» **GIVEN INSTRUCTION**:
Lay out the lines below as a numbered list, leaving out any blank lines.

» **RAW DATA**:
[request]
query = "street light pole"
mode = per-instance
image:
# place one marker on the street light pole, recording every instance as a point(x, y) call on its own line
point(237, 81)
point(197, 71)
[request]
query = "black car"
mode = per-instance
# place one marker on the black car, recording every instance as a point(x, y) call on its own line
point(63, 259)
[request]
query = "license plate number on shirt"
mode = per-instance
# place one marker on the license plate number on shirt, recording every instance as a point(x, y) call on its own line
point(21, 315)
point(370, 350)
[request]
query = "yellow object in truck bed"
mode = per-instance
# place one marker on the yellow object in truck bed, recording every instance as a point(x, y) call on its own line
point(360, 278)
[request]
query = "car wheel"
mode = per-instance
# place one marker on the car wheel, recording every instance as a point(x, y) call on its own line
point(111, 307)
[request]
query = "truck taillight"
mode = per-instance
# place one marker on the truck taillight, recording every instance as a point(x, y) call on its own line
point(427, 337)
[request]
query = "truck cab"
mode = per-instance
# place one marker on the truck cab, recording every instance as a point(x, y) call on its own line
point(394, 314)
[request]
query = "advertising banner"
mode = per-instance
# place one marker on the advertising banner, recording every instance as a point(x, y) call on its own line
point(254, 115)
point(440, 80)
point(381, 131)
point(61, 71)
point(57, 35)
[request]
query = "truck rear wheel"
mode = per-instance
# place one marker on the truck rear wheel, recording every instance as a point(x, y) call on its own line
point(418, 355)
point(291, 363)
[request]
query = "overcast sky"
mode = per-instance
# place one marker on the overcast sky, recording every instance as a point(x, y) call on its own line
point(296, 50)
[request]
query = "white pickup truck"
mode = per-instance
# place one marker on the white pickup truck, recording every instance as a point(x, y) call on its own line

» **THE OUTPUT**:
1. [request]
2. query = "street light pole"
3. mode = per-instance
4. image:
5. # place one marker on the street light pole, recording every instance as a point(x, y) call on its own line
6. point(237, 81)
7. point(197, 71)
8. [request]
9. query = "black car"
10. mode = per-instance
11. # place one marker on the black car, recording every instance as a point(x, y) call on its own line
12. point(63, 259)
13. [request]
14. query = "license plate number on shirt"
15. mode = per-instance
16. # place one marker on the license plate number on shirt, recording every instance as a point(x, y) call on its own line
17. point(21, 315)
18. point(370, 350)
19. [request]
20. query = "yellow object in truck bed"
21. mode = per-instance
22. # place one marker on the yellow object in truck bed, recording every instance as a point(x, y) call on its own line
23. point(360, 278)
24. [request]
25. query = "car wheel"
26. mode = per-instance
27. # place one marker on the car wheel, recording every instance as a point(x, y) call on its own line
28. point(111, 307)
29. [request]
30. query = "truck taillight"
31. mode = per-instance
32. # place one marker on the truck taillight, recording every instance as a point(x, y) call on its own line
33. point(427, 337)
34. [request]
35. query = "truck cab"
36. mode = per-instance
37. # place one marker on the truck cab, recording every instance as a point(x, y) call on its own line
38. point(394, 314)
39. [request]
40. query = "advertising banner"
41. mode = per-instance
42. # place one marker on the advertising banner, recording every instance as a point(x, y) call on its own line
43. point(254, 115)
44. point(440, 80)
45. point(381, 131)
46. point(61, 71)
47. point(57, 35)
48. [request]
49. query = "truck rear wheel"
50. mode = per-instance
51. # place one marker on the truck rear wheel, recording every instance as a point(x, y) call on its own line
52. point(418, 355)
53. point(291, 363)
54. [request]
55. query = "overcast sky"
56. mode = per-instance
57. # place one marker on the overcast sky, recording every instance as a point(x, y) call on its own line
58. point(296, 50)
59. [request]
60. query = "white pickup truck"
61. mode = per-instance
62. # place one marker on the white pickup truck, recording every instance as a point(x, y) call on its own line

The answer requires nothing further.